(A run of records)
======

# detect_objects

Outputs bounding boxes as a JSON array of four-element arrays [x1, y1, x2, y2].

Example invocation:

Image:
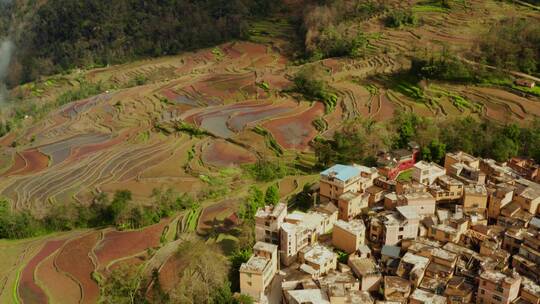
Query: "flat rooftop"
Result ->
[[480, 270, 520, 284], [240, 255, 270, 273], [396, 206, 420, 220], [255, 203, 287, 218], [321, 164, 361, 182], [410, 288, 446, 304], [464, 185, 487, 196], [447, 151, 478, 162], [521, 277, 540, 297], [401, 252, 429, 268], [349, 258, 380, 276], [439, 175, 463, 186], [253, 242, 278, 252], [303, 244, 336, 265], [334, 220, 366, 235], [287, 289, 330, 304], [384, 276, 411, 293]]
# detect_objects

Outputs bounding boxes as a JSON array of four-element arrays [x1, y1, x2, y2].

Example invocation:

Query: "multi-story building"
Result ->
[[412, 161, 446, 185], [476, 270, 521, 304], [319, 165, 378, 203], [377, 144, 419, 180], [444, 151, 480, 171], [338, 192, 369, 221], [369, 206, 419, 245], [507, 157, 540, 182], [409, 288, 446, 304], [488, 186, 514, 219], [502, 227, 528, 255], [332, 220, 366, 253], [347, 256, 383, 291], [397, 192, 436, 218], [396, 252, 429, 287], [280, 223, 317, 266], [429, 175, 463, 202], [384, 276, 411, 304], [513, 179, 540, 215], [519, 277, 540, 304], [463, 185, 488, 214], [240, 242, 279, 301], [444, 152, 486, 184], [444, 276, 474, 304], [428, 219, 469, 243], [512, 231, 540, 280], [480, 159, 519, 184], [298, 244, 337, 278], [255, 203, 287, 245]]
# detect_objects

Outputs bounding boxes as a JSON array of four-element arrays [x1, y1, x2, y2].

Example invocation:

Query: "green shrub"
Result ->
[[385, 10, 418, 28]]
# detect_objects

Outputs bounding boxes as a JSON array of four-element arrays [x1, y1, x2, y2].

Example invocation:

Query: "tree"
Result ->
[[238, 186, 265, 221], [422, 140, 446, 164], [264, 183, 279, 205], [101, 264, 145, 304], [171, 235, 230, 304], [107, 190, 131, 224]]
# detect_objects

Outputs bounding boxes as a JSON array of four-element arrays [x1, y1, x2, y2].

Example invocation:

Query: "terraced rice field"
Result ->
[[197, 200, 238, 234], [35, 254, 82, 304], [202, 140, 257, 167], [53, 231, 100, 304], [18, 240, 65, 303], [94, 220, 168, 269], [263, 103, 324, 151]]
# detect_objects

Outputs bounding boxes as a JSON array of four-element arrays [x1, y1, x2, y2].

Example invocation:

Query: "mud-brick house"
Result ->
[[377, 143, 420, 179], [514, 78, 536, 89]]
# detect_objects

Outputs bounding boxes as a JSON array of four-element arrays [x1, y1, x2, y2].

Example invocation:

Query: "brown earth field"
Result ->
[[35, 254, 82, 304], [202, 140, 257, 167], [18, 240, 66, 304], [94, 219, 169, 269], [197, 200, 236, 234], [263, 103, 324, 151], [55, 231, 101, 304]]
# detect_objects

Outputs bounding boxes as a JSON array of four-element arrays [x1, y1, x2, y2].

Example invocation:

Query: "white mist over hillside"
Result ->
[[0, 0, 15, 105], [0, 39, 15, 104]]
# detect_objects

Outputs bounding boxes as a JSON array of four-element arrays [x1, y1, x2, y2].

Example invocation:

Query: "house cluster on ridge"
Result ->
[[240, 151, 540, 304]]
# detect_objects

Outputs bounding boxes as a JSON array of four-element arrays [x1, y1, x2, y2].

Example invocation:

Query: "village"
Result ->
[[240, 147, 540, 304]]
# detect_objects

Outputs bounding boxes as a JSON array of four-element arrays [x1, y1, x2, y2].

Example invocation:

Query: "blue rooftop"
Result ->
[[321, 165, 360, 182]]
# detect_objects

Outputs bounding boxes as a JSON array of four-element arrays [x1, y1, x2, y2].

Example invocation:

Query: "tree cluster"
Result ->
[[478, 18, 540, 74], [314, 113, 540, 167], [302, 0, 386, 60], [8, 0, 279, 82], [0, 189, 199, 239]]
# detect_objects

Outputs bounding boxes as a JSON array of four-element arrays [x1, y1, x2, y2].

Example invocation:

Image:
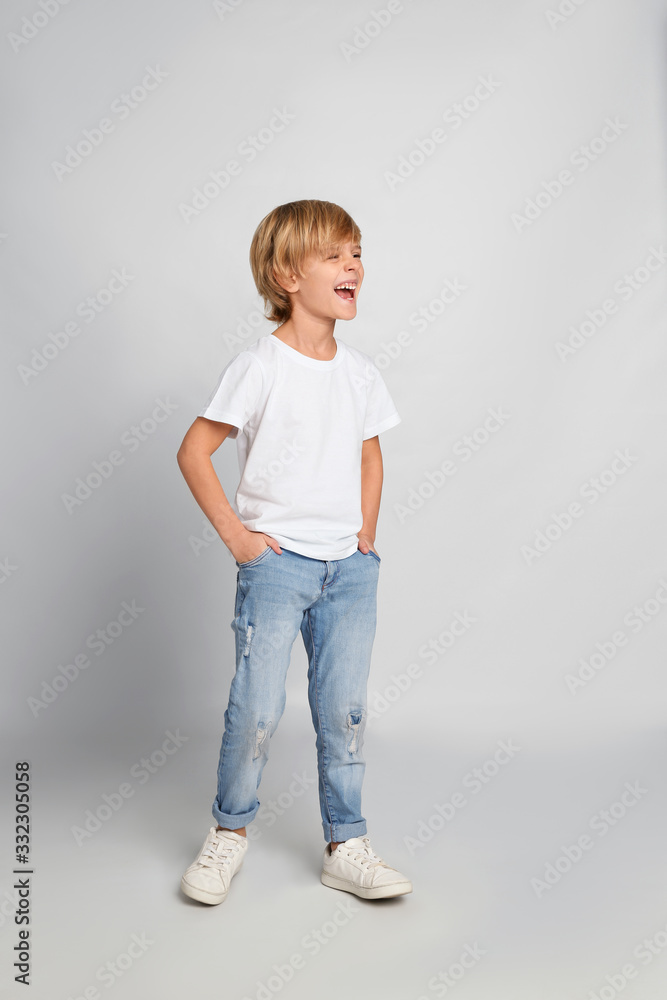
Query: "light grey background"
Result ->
[[0, 0, 667, 1000]]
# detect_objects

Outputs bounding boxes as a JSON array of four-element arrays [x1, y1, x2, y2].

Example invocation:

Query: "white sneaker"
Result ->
[[320, 835, 412, 899], [181, 826, 248, 904]]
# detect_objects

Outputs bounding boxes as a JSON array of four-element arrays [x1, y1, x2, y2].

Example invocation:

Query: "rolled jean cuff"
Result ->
[[322, 819, 368, 844], [211, 800, 259, 830]]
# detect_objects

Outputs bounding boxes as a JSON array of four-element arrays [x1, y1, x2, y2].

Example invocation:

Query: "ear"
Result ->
[[273, 271, 299, 293]]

======

- **Task objective**: Write out all of the material again, switching every "Example invocation" to "Sample call" and keeping everything else the same. Leave the pictures out.

- **Written answer**:
# detect_objects

Outputs bounding boxes as a JSON array of four-element arrays [x1, y1, x2, y2].

Sample call:

Image:
Query: "flat rooftop"
Result ->
[[480, 270, 520, 284], [240, 255, 270, 273], [396, 206, 420, 220], [255, 203, 287, 218], [321, 164, 361, 182], [410, 288, 446, 304], [464, 185, 487, 196], [447, 151, 478, 162], [521, 277, 540, 297], [401, 252, 429, 268], [349, 258, 380, 276], [439, 175, 463, 186], [253, 242, 278, 252], [303, 244, 336, 265], [334, 220, 366, 235], [287, 289, 330, 304], [384, 276, 411, 293]]
# detect_objects

Outputs bounding boxes as a JSON array of four-element arrays [x1, y1, x2, y2].

Sample call:

Query: "multi-story building"
Result ->
[[412, 161, 446, 185], [476, 270, 521, 304], [319, 165, 378, 203], [377, 144, 419, 180], [444, 151, 480, 171], [338, 192, 369, 221], [369, 206, 419, 245], [507, 157, 540, 182], [409, 288, 446, 304], [488, 186, 514, 219], [502, 227, 528, 255], [332, 220, 366, 253], [347, 256, 383, 291], [397, 192, 436, 218], [396, 252, 429, 287], [280, 223, 317, 266], [429, 175, 463, 202], [384, 276, 411, 304], [513, 179, 540, 215], [519, 277, 540, 304], [463, 185, 488, 214], [240, 242, 279, 301], [444, 152, 486, 184], [444, 276, 474, 304], [428, 219, 469, 243], [512, 231, 540, 280], [480, 159, 519, 184], [298, 244, 337, 278], [255, 203, 287, 245]]
# detect_objects

Outputs bounding boxes as a JSON array of four-element arrays [x1, y1, x2, y2].

Sample call:

Query: "green shrub"
Result ->
[[385, 10, 418, 28]]
# detect_objects

Outputs bounding boxes as a JSON array of four-element arrays [x1, y1, x2, y2].

Sample call:

Query: "tree"
Result ->
[[238, 186, 265, 221], [422, 140, 446, 164], [264, 183, 279, 205], [101, 264, 145, 304], [171, 235, 230, 304], [107, 190, 131, 224]]
# detect_objects

Outputs bounding boxes as a JSON array of four-element arrays [x1, y1, x2, y2].

Sample call:

Query: "terraced rice field"
Result ->
[[197, 200, 238, 234], [35, 254, 82, 304], [202, 140, 257, 167], [53, 231, 100, 304], [18, 240, 65, 303], [94, 220, 168, 269], [263, 103, 324, 151]]
# detect_objects

Outputs bounding boxes as a JSON array of four-element arrays [x1, y1, x2, y2].

Sample call:

Query: "mud-brick house"
Result ->
[[377, 143, 420, 179], [514, 78, 536, 89]]
# detect_objects

Outputs bounding boxes as a JSON array of four-element arrays [x1, y1, x2, y2].

Sample call:

Query: "brown earth field"
Result ->
[[35, 254, 82, 304], [202, 140, 257, 167], [18, 240, 66, 304], [94, 219, 169, 269], [197, 200, 236, 234], [263, 103, 324, 151], [55, 231, 101, 304]]
# detect_objects

Outputs bounding boxes as a JSON array of four-element arrays [x1, y1, x2, y2].

Sample call:

Query: "white mist over hillside"
Result ->
[[0, 0, 15, 105], [0, 39, 15, 104]]
# detect_objects

Outputs bounding boxes as a JSON array of four-element arrays [x1, y1, x2, y2].

Sample call:

Query: "house cluster on ridge"
Result ->
[[240, 151, 540, 304]]
# detect_objects

Outputs bounding boxes as a JSON array of four-element arrays [x1, y1, x2, y2].

Sample call:

Query: "village"
Result ->
[[240, 147, 540, 304]]
# detect_objects

Outputs bounding boxes as a JSON array of four-element arrays [x1, y1, x2, y2].

Sample call:

Query: "blue rooftop"
Result ->
[[321, 165, 360, 182]]
# detect_objects

Outputs bounding boxes as a JSON array of four-element arrays [x1, y1, x2, y2].

Sample call:

Query: "tree cluster"
Result ->
[[478, 18, 540, 74], [314, 113, 540, 167], [302, 0, 386, 60], [8, 0, 279, 82], [0, 189, 199, 239]]
# detect_objects

Outputs bounding boxes as a JSON array of four-element arrays [x1, y1, x2, y2].

Sample call:

Image:
Query: "light grey background"
Result ->
[[0, 0, 667, 1000]]
# detect_objects

Outputs bounding boxes as a JSON array of four-element arrays [x1, y1, x2, y2].

Sample call:

Query: "white sneaker"
Result ->
[[320, 835, 412, 899], [181, 826, 248, 904]]
# detect_objects

Outputs bounding boxes as a JSON array of four-element arrays [x1, y1, x2, y2].

Sample call:

Query: "rolled jean cuff"
Result ->
[[322, 819, 368, 844], [211, 800, 259, 830]]
# detect_objects

Outputs bounding boxes as a JSON array of four-element arrays [x1, y1, x2, y2].

Sample call:

Query: "ear"
Result ->
[[273, 271, 299, 293]]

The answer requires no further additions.